§ INPUT:
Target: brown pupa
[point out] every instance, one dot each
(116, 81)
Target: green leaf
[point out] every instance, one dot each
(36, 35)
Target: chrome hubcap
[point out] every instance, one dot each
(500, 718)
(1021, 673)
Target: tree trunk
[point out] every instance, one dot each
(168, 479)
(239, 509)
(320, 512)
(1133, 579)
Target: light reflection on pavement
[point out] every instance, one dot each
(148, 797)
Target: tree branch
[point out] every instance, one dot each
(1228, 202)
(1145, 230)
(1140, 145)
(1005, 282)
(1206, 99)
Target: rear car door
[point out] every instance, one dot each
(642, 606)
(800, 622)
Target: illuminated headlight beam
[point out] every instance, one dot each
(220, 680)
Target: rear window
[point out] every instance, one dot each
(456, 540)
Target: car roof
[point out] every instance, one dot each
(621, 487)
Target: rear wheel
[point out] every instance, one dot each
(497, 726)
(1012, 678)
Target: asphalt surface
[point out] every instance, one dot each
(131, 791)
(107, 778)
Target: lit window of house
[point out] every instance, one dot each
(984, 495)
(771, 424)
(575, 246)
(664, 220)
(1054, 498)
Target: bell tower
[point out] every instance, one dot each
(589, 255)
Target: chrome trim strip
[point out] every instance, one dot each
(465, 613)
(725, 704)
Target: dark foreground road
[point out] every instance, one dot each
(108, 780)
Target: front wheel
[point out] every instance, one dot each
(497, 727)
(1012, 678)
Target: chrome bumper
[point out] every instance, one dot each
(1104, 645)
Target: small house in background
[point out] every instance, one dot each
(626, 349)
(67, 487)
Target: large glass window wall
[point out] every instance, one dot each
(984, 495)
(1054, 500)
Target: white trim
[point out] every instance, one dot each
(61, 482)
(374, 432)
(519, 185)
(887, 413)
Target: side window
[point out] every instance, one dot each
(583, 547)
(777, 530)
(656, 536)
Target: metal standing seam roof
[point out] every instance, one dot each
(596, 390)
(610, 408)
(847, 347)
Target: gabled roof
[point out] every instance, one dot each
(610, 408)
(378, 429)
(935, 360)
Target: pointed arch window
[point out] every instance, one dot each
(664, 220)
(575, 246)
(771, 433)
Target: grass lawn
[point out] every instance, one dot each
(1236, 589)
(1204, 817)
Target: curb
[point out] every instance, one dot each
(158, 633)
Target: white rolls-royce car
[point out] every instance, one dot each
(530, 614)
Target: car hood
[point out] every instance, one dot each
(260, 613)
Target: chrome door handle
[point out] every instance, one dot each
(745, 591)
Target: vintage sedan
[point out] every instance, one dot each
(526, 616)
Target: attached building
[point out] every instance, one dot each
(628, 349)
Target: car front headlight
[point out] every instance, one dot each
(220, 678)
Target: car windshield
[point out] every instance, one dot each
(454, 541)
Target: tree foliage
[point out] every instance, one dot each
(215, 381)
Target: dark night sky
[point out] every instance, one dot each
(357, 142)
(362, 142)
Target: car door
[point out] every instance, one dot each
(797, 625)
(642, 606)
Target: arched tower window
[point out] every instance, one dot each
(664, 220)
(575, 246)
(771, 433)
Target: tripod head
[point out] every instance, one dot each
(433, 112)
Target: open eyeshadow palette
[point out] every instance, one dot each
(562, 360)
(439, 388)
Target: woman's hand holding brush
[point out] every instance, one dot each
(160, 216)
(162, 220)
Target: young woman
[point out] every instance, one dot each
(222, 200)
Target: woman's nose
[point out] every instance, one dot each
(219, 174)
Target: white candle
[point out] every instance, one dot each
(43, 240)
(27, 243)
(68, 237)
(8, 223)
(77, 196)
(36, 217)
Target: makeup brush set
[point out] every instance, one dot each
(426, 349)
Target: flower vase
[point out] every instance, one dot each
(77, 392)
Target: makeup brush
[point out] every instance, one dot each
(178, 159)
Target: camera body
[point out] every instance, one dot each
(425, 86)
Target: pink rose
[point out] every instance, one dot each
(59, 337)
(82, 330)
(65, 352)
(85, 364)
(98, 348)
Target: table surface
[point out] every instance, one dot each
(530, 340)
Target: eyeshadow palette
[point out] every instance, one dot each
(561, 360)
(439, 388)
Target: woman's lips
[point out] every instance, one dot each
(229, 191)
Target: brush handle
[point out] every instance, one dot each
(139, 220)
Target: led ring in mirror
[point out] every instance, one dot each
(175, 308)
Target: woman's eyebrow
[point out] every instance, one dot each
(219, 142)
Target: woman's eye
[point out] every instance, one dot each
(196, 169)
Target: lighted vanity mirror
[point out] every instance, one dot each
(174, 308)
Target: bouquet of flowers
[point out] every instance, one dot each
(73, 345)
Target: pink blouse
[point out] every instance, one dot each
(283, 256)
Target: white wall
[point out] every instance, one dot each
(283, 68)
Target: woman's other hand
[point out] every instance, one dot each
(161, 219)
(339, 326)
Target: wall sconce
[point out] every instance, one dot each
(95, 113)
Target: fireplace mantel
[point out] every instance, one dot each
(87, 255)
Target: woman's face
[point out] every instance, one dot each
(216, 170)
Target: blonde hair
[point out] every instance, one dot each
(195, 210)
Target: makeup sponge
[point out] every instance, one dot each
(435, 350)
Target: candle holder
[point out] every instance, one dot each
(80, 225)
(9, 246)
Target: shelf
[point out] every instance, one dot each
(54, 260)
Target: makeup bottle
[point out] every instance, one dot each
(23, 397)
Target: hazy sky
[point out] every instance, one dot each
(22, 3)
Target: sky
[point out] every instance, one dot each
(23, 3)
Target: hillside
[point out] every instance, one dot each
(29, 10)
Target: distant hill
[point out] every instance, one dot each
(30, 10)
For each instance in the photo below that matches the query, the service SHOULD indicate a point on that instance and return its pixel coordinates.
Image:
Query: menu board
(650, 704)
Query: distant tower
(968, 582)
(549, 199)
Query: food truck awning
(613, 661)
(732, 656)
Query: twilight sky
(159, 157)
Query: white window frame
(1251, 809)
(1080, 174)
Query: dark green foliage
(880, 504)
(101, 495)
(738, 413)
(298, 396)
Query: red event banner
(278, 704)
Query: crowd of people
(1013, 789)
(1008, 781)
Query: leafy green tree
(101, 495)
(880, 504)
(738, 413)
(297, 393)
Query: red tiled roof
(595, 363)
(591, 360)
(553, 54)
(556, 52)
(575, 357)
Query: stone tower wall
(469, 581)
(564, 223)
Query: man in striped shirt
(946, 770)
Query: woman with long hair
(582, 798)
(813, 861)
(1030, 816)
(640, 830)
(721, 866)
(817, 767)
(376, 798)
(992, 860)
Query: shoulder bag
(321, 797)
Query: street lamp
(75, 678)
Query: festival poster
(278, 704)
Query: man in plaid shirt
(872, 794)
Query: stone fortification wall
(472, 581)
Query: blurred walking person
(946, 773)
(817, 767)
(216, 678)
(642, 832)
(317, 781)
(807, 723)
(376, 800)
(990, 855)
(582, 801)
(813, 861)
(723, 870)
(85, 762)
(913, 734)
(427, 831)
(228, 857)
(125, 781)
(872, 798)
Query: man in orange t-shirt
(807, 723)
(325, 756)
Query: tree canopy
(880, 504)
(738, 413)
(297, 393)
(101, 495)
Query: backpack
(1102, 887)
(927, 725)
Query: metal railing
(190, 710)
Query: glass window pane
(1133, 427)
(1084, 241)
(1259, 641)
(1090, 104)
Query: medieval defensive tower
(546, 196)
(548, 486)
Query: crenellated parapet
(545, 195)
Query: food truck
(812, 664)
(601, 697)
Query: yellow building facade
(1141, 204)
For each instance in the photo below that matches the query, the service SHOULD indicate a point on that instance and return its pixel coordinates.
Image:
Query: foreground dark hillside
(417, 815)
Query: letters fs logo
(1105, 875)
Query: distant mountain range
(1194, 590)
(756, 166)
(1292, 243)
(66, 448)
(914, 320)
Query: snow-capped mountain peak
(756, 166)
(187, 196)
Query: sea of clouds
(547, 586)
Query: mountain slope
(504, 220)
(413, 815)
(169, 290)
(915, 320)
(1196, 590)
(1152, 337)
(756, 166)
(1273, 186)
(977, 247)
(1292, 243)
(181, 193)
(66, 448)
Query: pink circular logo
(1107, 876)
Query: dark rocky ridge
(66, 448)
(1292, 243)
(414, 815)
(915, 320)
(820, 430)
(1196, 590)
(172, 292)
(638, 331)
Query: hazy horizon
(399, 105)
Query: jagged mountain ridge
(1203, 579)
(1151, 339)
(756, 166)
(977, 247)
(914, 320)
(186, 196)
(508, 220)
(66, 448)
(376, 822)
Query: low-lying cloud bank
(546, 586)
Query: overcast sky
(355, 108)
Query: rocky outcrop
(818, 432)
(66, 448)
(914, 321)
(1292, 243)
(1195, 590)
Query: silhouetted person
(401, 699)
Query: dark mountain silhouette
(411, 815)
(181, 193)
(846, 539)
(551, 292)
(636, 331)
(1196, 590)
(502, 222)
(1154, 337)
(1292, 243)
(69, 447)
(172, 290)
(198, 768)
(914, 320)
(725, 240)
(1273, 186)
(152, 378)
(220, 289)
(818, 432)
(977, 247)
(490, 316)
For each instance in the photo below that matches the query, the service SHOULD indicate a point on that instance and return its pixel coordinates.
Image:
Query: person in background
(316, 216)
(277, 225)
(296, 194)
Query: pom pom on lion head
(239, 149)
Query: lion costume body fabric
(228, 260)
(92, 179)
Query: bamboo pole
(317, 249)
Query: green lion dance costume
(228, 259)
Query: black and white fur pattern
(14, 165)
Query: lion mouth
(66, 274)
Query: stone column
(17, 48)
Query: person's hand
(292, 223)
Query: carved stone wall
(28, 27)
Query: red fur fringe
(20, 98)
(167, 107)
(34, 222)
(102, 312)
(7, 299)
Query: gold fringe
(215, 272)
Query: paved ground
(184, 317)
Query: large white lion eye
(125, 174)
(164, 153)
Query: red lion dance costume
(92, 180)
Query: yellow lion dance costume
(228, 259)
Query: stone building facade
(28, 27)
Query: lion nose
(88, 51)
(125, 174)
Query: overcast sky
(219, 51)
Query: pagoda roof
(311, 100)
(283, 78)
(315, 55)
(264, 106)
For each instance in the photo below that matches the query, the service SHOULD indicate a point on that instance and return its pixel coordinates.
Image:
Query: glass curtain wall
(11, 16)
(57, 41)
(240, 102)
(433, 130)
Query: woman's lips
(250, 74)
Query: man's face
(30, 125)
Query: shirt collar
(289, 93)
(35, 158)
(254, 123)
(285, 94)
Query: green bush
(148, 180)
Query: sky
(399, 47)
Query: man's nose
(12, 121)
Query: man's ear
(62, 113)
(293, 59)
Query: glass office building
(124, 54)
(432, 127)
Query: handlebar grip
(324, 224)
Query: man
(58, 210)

§ INSTRUCTIONS TO FOLLOW: Put every line from the start of the records down through the line containing "(1021, 673)" into a JSON list of strings, one string per line, leaving out blank lines.

§ COMPLETE ANSWER:
[
  "Target: brown pupa",
  "[point out] every instance, one dot each",
  "(116, 81)",
  "Target: green leaf",
  "[point out] every instance, one dot each",
  "(36, 35)",
  "Target: chrome hubcap",
  "[point out] every instance, one dot each",
  "(500, 718)",
  "(1021, 673)"
]